> **SOURCE DOCUMENT**:
* * *

Other Texts: Much of the material in the course is covered, at
a slightly more advanced level, in the text ``The Elements of
Statistical Learning: Data Mining, Inference, and Prediction,
by T. Hastie, R. Tibshirani, and J. Friedman'', which is
publicly available online. Other books that may be useful are
``Topics in Finite and Discrete Mathematics'' by Sheldon Ross,
which contains the probability background for the course, and
``Discrete Mathematics'' by Kenneth Rosen, which contains
background material on logic and basic mathematical reasoning.
Grading: There will be a midterm
examination, and a comprehensive final examination. In
addition there will be regular homework assignments, and
several computer assignments using the R programming
language. The final course grade is based on a weighted
sum of Assignment, Midterm and Final scores (not alphabetic
grades) using the following weights.
|Homework and Computer
|Final and Final
Policy for Homework and
Computer Assignments: Homework and computer
assignments will be posted on the course web page, and in
most cases will be due once a week. Assignments will be
collected at the beginning
of class on the day that they are due, so please be
prepared to turn in your homework at that time.
Each assignment will be graded: late/missed assignments
will receive a grade of zero. In computing a
student's overall score for the course, their two lowest
assignment scores will be dropped. This latter provision
is meant to cover exceptional situations in which a
student is unable to turn in an assignment due to
circumstances beyond his/her control. Under ordinary
circumstances, students are expected to turn in every
homework and computer assignment.
To receive full credit
on the homework assignments, you must clearly label each
problem, neatly show all your work (including your
mathematical arguments), and staple together the pages of
each assignment in the correct order. Please write
your name or initials on each page. You should give a
clear account of your reasoning in English, and use full
sentences where appropriate.
You are allowed to
discuss the homework and computer assignments with other
students, but must prepare each assignment by
yourself. Copying of another person's answers or
code is not allowed. Any questions regarding the grading
of homework or computer assignments should first be
addressed to the TA. If you are absent from class
when an assignment is returned, you can get your paper
from the TA during their office hours.
Exam Policy and Scheduling:
There will be one in-class midterm exam, and a
comprehensive final exam, also in-class. All exams
will be closed book and closed notes, and without
calculators. Tentative exam dates are as follows.
The midterm will be given around the middle of the
semester. The final exam will be given at the date
and time specified in the official University Final Exam
the Midterm is returned, a rough correspondence between
numerical scores and letter grades for that individual exam
will be provided. These letter grades are not a
prediction of your final grade. Any student whose
score is in the D or F range should come to the
instructor's office hours.
Classroom Protocol: Please show up on time, as
late arrivals tend to disturb those already present.

* * *

> **TASK LIST**:
a) In the course syllabus, how many of a student's lowest assignment scores are dropped when computing the overall course score?
b) Extend the course syllabus by writing what comes after its final sentence on classroom protocol.

> **DATA LINES**:
* * *

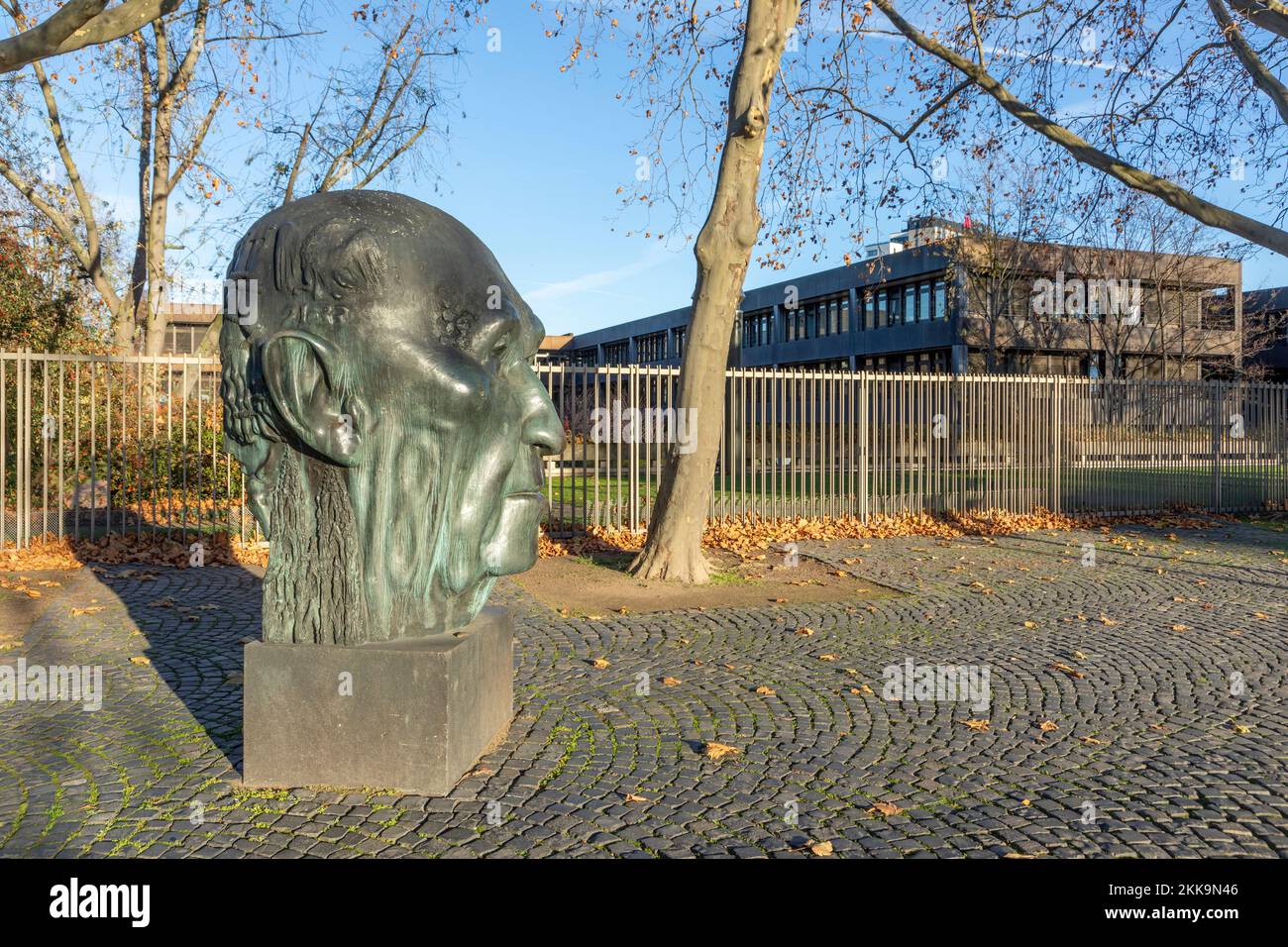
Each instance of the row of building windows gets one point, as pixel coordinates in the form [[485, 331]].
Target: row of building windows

* * *

> **THE ANSWERS**:
a) The two lowest assignment scores are dropped.

b)
Reading of newspapers and the use of laptops, tablets, and
phones, is not permitted during class. Attendance
will not be taken in class. If you are unable to make a
lecture, see to it that you obtain the notes from someone else
in the class.
Specific Prerequisites: A list of
prerequisite courses is given above. A more detailed
list, by area, is given below. Note that this list is
not exhaustive, but is meant to help students brush up on
basic material that will used in class.
Sample vs. population. One- and two-sample z- and
t-statistics. Hypothesis testing and p-values.
Probability: Joint and
conditional densities and probability mass functions.
Definition and basic properties of mean, variance,
covariance, correlation. Distributions and their
basic properties: Bernoulli, binomial, Poisson, geometric
(discrete); uniform, normal, exponential, gamma
Linear algebra: Vector
spaces, dimension, subspaces, matrix addition and
multiplication, determinants, inverses, eigenvectors,
eigenvalues, symmetric matrices, non-negative and positive
Syllabus (tentative): The
course has four parts. The first is devoted to some basic
results from probability that are needed for the material that
follows, including Hoeffding's inequality and Jensen's
inequality. The second part of the course is devoted to the
problem of classification, which is the simplest example of
supervised learning and prediction. The third part of
the course is devoted the problem of clustering, which is the
simplest example of unsupervised learning. The final part of
the course will consist of selected topics.
1. Exploratory Data
- Data sets and
statistics: sample mean, variance, correlation, etc.
- Q-Q plots
- Histograms and
- Comparing two
populations: z- and t-statistics
- High dimensional
- The Spectral
Theorem and Principal Component Analysis
- Basic properties
of probabilities and expectations
- Minima, maxima,
and the triangle inequality
- Markov and
- Cauchy Schwartz
Inequalities of Hoeffding and Bernstein
4. Introduction to
clustering, agglomerative and divisive
- Examples and
learning, prediction. Classification problem.
- Class priors,
posteriors, and class densities
- Bayes risk, Bayes
- Formulas for
6. Selected Topics
discriminant analysis and extensions
- Nearest neighbor
- Training and test
- Analysis of
networks, community detection
- Multiple Testing
and the False Discovery Rate
- Support vector
- Penalization and
- The Vapnik
Chervonenkis (VC) dimension and the VC inequality
Honor Code: Students are expected to adhere to the
UNC honor code at all times. Violations of the honor code will
1. Keep up with the
reading and homework assignments. If the reading assignment is
long, break it up into smaller pieces (perhaps one section or
subsection at a time). Keep a pencil and scratch paper
on hand, and use these to work out the details of any argument
that is not clear to you.
2. Look over the notes
from the lecture k before attending lecture k+1.
This will help keep you on top of the course material.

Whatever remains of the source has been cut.